Records section start

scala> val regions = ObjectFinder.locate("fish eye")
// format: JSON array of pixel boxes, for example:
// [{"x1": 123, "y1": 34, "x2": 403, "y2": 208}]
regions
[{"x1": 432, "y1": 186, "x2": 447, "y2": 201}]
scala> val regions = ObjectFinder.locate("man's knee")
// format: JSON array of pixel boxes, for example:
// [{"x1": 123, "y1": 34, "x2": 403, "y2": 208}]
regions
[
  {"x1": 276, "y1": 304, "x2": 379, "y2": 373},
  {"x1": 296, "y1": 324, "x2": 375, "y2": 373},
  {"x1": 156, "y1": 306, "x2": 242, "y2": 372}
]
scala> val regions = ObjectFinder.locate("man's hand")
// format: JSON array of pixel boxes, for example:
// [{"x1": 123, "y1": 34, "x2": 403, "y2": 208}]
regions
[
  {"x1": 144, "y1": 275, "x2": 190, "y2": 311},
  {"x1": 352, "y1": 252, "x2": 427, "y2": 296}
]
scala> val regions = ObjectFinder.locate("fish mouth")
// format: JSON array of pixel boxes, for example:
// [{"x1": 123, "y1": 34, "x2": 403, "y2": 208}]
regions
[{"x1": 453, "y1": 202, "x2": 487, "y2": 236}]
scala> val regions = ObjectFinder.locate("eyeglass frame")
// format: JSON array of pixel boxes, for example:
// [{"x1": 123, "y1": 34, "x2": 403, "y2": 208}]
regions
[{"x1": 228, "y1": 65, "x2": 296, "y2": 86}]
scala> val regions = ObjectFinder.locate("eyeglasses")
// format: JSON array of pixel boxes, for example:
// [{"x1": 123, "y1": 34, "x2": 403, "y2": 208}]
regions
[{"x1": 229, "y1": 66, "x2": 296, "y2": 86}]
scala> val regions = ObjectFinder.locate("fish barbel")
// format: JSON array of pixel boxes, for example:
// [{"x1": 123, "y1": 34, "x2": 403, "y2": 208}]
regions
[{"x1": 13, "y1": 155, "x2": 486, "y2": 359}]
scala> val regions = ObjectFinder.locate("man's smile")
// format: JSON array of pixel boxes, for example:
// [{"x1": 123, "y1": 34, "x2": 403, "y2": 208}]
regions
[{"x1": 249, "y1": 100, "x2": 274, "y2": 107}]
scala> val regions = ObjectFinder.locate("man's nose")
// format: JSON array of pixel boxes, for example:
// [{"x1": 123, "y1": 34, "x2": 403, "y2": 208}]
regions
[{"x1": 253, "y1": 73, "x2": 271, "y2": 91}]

Records section end

### Exercise objective:
In full and word for word, repeat the records.

### Result of this task:
scala> val regions = ObjectFinder.locate("fish eye")
// format: JSON array of pixel boxes, for example:
// [{"x1": 123, "y1": 34, "x2": 403, "y2": 208}]
regions
[{"x1": 432, "y1": 186, "x2": 447, "y2": 201}]
scala> val regions = ObjectFinder.locate("man's knee")
// format: JSON array of pixel boxes, for example:
// [{"x1": 123, "y1": 34, "x2": 403, "y2": 208}]
regions
[
  {"x1": 276, "y1": 304, "x2": 379, "y2": 373},
  {"x1": 296, "y1": 324, "x2": 375, "y2": 373},
  {"x1": 156, "y1": 306, "x2": 242, "y2": 372}
]
scala> val regions = ObjectFinder.locate("man's hand")
// format: JSON array of pixel boxes, for example:
// [{"x1": 123, "y1": 34, "x2": 403, "y2": 208}]
regions
[
  {"x1": 144, "y1": 275, "x2": 190, "y2": 311},
  {"x1": 352, "y1": 252, "x2": 427, "y2": 296}
]
scala> val regions = ObjectFinder.locate("fish mouth")
// format: JSON array of pixel boxes, for example:
// [{"x1": 123, "y1": 34, "x2": 403, "y2": 208}]
regions
[{"x1": 453, "y1": 202, "x2": 487, "y2": 236}]
scala> val regions = ObjectFinder.locate("eyeglass frame")
// format: JSON array of pixel boxes, for example:
// [{"x1": 123, "y1": 34, "x2": 403, "y2": 208}]
regions
[{"x1": 228, "y1": 65, "x2": 296, "y2": 86}]
scala> val regions = ObjectFinder.locate("eyeglasses")
// format: JSON array of pixel boxes, for example:
// [{"x1": 123, "y1": 34, "x2": 403, "y2": 208}]
regions
[{"x1": 229, "y1": 66, "x2": 296, "y2": 86}]
scala> val regions = ObjectFinder.locate("fish barbel")
// format: JSON array of pixel boxes, for example:
// [{"x1": 123, "y1": 34, "x2": 403, "y2": 208}]
regions
[{"x1": 13, "y1": 155, "x2": 486, "y2": 359}]
scala> val regions = ObjectFinder.locate("man's smile")
// format: JSON array of pixel boxes, for example:
// [{"x1": 123, "y1": 34, "x2": 403, "y2": 208}]
regions
[{"x1": 249, "y1": 100, "x2": 274, "y2": 107}]
scala> val regions = ObjectFinder.locate("man's nose")
// format: JSON array of pixel boxes, for example:
// [{"x1": 123, "y1": 34, "x2": 403, "y2": 208}]
regions
[{"x1": 253, "y1": 73, "x2": 271, "y2": 91}]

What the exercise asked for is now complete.